▸ TASK OBJECTIVE: Please edit the piece on Horowitz, starting at "In spite of" and ending at "need any advocates.", and write out that part with "Cox Report" changed to "Cox study" everywhere it appears.

▸ EXCERPT:
= = = =

Horowitz is an ex-New Leftist who used to pal around with the Black Panthers and was an editor of Ramparts, a red diaper baby raised by Communist Party stalwarts who turned against the god that failed him with a vengeance. Rejecting his Marxist past, he endorsed Ronald Reagan for president, organized the Center for Popular Culture (CPC), and conducted a relentless war against his former comrades. Instead of embracing conservatism, however, he morphed into a leftist caricature of the right-wing activist as a doctrinaire warmonger and unabashed militarist. Completely reversing the faith of his youth, when the favored chant at Commie demonstrations was "Ho Ho Ho Chi Minh, the NLF is gonna win," Horowitz to this day defends the war in Vietnam as a just and noble cause. In this sense, he became his own worst nightmare.

A HUCKSTER IN SEARCH OF A RACKET

With the disappearance of Communism, however, the importance (and marketability) of anti-Communism in the conservative canon is considerably reduced, if not entirely eliminated. Old stories about Huey Newton and the sixties can only take you so far: and political correctness has been so thoroughly debunked that the whole rationale for the CPC was losing its resonance. The appeal of militarism and global crusading was rapidly losing its cachet. A new racket was needed, a new enemy required, preferably a foreign enemy. Most of all, a new pretext was needed for a military buildup, to defeat the new conservative "isolationism" – and the Cox Report filled the bill.

A GOLDEN OPPORTUNITY

In spite of the fact that not a single person has been charged, let alone arrested for stealing US nuclear secrets on behalf of China – nor is anyone likely to be – American conservatives have gone into a frenzy over the Cox Report. Horowitz has taken full advantage of this golden opportunity. The Spark speculates that the real reason for the laxity when it comes to nuclear secrets is that "top Clinton officials responsible for this mess have been left-leaning skeptics about Communist threats in the past, and radical critics of American power." What planet is Horowitz living on? These are the same people who just launched a massive air campaign, killing thousands of civilians, against a country that never invaded or even threatened us. With "radical critics" like these, American power doesn't need any advocates.

= = = =

Records from a collection:
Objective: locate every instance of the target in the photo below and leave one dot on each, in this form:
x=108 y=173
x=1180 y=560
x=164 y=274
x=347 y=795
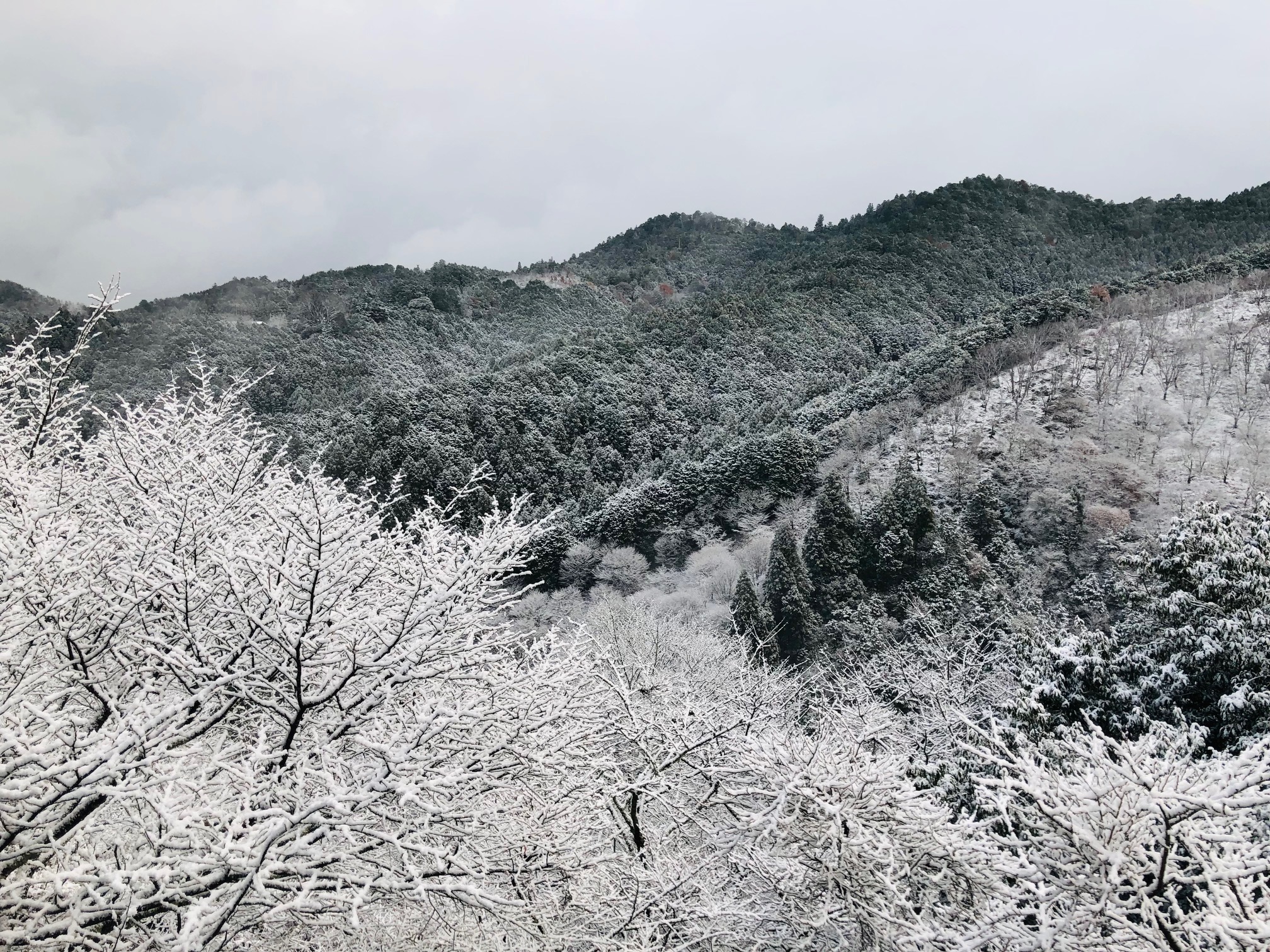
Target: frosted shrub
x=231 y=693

= = = =

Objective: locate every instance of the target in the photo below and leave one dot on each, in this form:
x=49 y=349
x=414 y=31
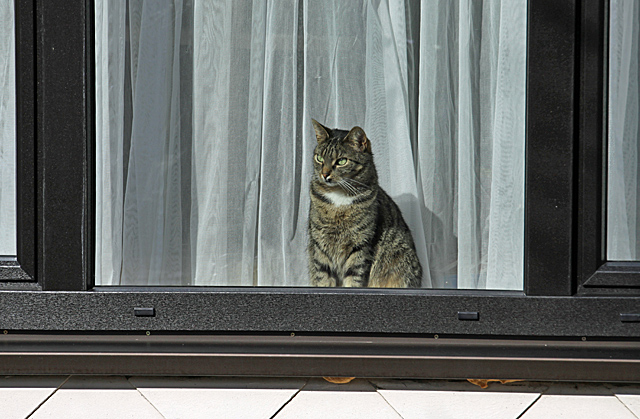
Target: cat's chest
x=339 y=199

= = = =

▸ FINISHED EXERCISE:
In spite of the fact that not a single person has been charged, let alone arrested for stealing US nuclear secrets on behalf of China – nor is anyone likely to be – American conservatives have gone into a frenzy over the Cox study. Horowitz has taken full advantage of this golden opportunity. The Spark speculates that the real reason for the laxity when it comes to nuclear secrets is that "top Clinton officials responsible for this mess have been left-leaning skeptics about Communist threats in the past, and radical critics of American power." What planet is Horowitz living on? These are the same people who just launched a massive air campaign, killing thousands of civilians, against a country that never invaded or even threatened us. With "radical critics" like these, American power doesn't need any advocates.